Tasks to perform:
1 > In the shower door thread, what does joecaption call the easiest way to open up a hole like the one for the shower control?
2 > Repeat the stretch of the shower door thread from "I am going to give" through "(May 18, 2006)".

** Begin Text provided **

# Installing Shower door - opening out of square by 3/4"



## joecaption (Nov 30, 2011)

I've never seen a door that can be adjusted that much.
Going to need to frame the opening I'd bet.
Even if you could adjust it some your going to end up with a 3/4 tapered gap and look like poop.


----------



## aaldrich55443 (Jan 7, 2013)

joecaption said:


> I've never seen a door that can be adjusted that much.
> Going to need to frame the opening I'd bet.
> Even if you could adjust it some your going to end up with a 3/4 tapered gap and look like poop.


Framing? Are toy telling me that I need to remove my tiles, and reframe a new opening? Or is there a short cut / trick to this? 

I think I am going to add to measure twice cut once, plumb, plumb and plumb!


----------



## joecaption (Nov 30, 2011)

That would be framing 101.


----------



## aaldrich55443 (Jan 7, 2013)

Reframe? Are you telling me that I need to pull the tiles and frame a new opening? That doesn't sound feasible at this point. Do you have a trick?


----------



## aaldrich55443 (Jan 7, 2013)

I failed all my 101 classes! Did ok in my 202 classes though!


----------



## 12penny (Nov 21, 2008)

I'm afraid joe may be right. Most shower doors give you a little adjustment 
on each side but 3/4 may be out of the range. 

Maybe cut a PVC tapered wedge or something. 

However you do it, it'll surely be noticeable.


----------



## aaldrich55443 (Jan 7, 2013)

I am going to give it a shot ... I once learned the difference between a DIYer and a Pro is the pro knows how to cover their gaffs! wish me luck ... Will post when I am done.


----------



## tribe_fan (May 18, 2006)

I would at least hope that one side is level - and that will be the hinge side. Make your adjustment on the other side.


----------



## princelake (Feb 19, 2012)

would it be possible to add in some framing, level and tile it and buy a smaller door?


----------



## aaldrich55443 (Jan 7, 2013)

Almost done .... I think I can make some additional adjustments on the doors ...


----------



## joecaption (Nov 30, 2011)

Might want to check the hole for that shower control is big enough to get the screws in the trim plate.
Sure looks small.


----------



## aaldrich55443 (Jan 7, 2013)

Thanks Joe ... Darn it .... Another rookie mistake i am afraid!


----------



## randen89sc (Jan 25, 2013)

joecaption said:


> Might want to check the hole for that shower control is big enough to get the screws in the trim plate.
> Sure looks small.


Good call I did same thing and had to drill and cross my fingers I hit the threads through my tile!! I hit first try!i have 48" as well but really want to do a single glass door.


----------



## jakmilwaukee (Feb 11, 2013)

Where did you buy your enclosure? A lot of manufacters make shower doors that will fit an "up to" opening... It requires a little cutting on you part but in the end it will end up plumb and sqaure


----------



## joecaption (Nov 30, 2011)

Using a tile bit in a Roto Zip is the easyest way to open up a hole like that.
Do not ask me how I know that.


----------



## jakmilwaukee (Feb 11, 2013)

I suppose its already done... How's it look?


----------



## Fix'n it (Mar 12, 2012)

you could take the doors to a glass place and have them trimmed.


----------



## jakmilwaukee (Feb 11, 2013)

Shower glass is tempered and you cannot fabricate it at all once it is done... You cannot have the glass trimmed down


----------

** End Text provided **
** Begin Raw data **

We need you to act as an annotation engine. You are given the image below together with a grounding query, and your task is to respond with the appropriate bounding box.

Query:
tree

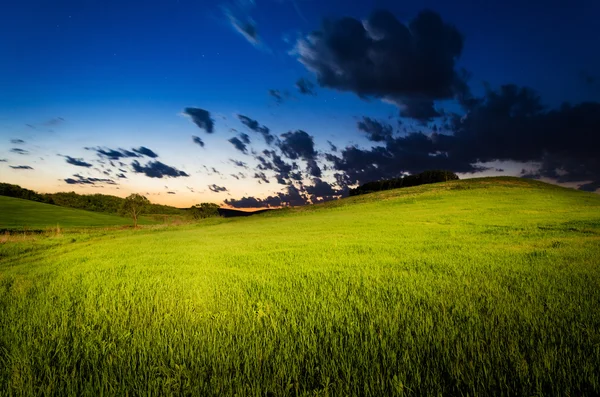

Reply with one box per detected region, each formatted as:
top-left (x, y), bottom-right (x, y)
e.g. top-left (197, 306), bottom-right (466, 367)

top-left (190, 203), bottom-right (219, 219)
top-left (120, 193), bottom-right (150, 227)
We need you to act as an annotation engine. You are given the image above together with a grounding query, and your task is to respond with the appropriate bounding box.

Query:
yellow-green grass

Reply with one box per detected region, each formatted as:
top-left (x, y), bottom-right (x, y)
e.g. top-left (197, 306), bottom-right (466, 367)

top-left (0, 178), bottom-right (600, 396)
top-left (0, 196), bottom-right (156, 230)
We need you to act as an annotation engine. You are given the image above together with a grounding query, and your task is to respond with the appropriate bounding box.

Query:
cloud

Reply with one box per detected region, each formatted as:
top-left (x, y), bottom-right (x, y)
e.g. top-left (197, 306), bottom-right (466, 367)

top-left (64, 156), bottom-right (92, 168)
top-left (64, 174), bottom-right (117, 185)
top-left (43, 117), bottom-right (65, 127)
top-left (327, 141), bottom-right (337, 152)
top-left (357, 117), bottom-right (394, 142)
top-left (192, 135), bottom-right (204, 147)
top-left (325, 84), bottom-right (600, 189)
top-left (132, 146), bottom-right (158, 159)
top-left (228, 136), bottom-right (248, 154)
top-left (131, 160), bottom-right (189, 178)
top-left (254, 172), bottom-right (270, 183)
top-left (269, 90), bottom-right (283, 104)
top-left (225, 185), bottom-right (309, 208)
top-left (238, 114), bottom-right (275, 145)
top-left (85, 147), bottom-right (142, 160)
top-left (225, 9), bottom-right (261, 47)
top-left (296, 78), bottom-right (317, 95)
top-left (295, 10), bottom-right (466, 121)
top-left (208, 183), bottom-right (227, 193)
top-left (238, 132), bottom-right (250, 145)
top-left (229, 159), bottom-right (248, 168)
top-left (10, 147), bottom-right (29, 155)
top-left (183, 108), bottom-right (215, 134)
top-left (279, 130), bottom-right (317, 160)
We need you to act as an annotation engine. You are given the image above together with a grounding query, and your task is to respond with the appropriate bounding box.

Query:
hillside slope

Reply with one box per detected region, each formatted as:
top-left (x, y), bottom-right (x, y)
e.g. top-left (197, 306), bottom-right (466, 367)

top-left (0, 196), bottom-right (145, 229)
top-left (0, 178), bottom-right (600, 396)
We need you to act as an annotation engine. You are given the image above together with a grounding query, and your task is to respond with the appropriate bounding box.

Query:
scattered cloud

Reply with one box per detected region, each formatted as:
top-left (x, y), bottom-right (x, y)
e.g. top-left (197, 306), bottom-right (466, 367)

top-left (10, 147), bottom-right (29, 155)
top-left (64, 174), bottom-right (117, 185)
top-left (183, 108), bottom-right (215, 134)
top-left (296, 77), bottom-right (317, 95)
top-left (131, 160), bottom-right (189, 178)
top-left (228, 136), bottom-right (248, 154)
top-left (192, 135), bottom-right (204, 147)
top-left (295, 10), bottom-right (467, 121)
top-left (238, 114), bottom-right (275, 145)
top-left (208, 184), bottom-right (227, 193)
top-left (132, 146), bottom-right (158, 159)
top-left (64, 156), bottom-right (92, 168)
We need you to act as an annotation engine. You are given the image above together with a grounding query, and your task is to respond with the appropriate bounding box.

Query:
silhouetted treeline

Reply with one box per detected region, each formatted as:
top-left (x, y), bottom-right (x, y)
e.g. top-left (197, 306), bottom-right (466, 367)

top-left (349, 170), bottom-right (458, 196)
top-left (0, 183), bottom-right (54, 204)
top-left (0, 183), bottom-right (183, 215)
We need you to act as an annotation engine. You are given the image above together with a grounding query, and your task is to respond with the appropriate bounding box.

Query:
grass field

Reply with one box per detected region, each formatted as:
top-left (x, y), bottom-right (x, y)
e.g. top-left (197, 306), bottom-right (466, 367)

top-left (0, 178), bottom-right (600, 396)
top-left (0, 196), bottom-right (156, 229)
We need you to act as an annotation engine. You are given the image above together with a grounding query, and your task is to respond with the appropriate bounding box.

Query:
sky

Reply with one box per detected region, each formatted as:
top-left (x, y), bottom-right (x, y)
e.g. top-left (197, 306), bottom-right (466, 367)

top-left (0, 0), bottom-right (600, 209)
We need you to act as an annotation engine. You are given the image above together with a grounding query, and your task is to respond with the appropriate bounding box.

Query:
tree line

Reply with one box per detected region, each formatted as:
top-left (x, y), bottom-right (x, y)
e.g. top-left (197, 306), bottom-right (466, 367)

top-left (349, 170), bottom-right (458, 196)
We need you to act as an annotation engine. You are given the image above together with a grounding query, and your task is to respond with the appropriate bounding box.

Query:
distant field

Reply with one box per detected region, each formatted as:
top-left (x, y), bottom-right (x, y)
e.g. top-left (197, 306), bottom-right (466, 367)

** End Raw data **

Solved tasks:
1 > Using a tile bit in a Roto Zip.

2 >
I am going to give it a shot ... I once learned the difference between a DIYer and a Pro is the pro knows how to cover their gaffs! wish me luck ... Will post when I am done.


----------



## tribe_fan (May 18, 2006)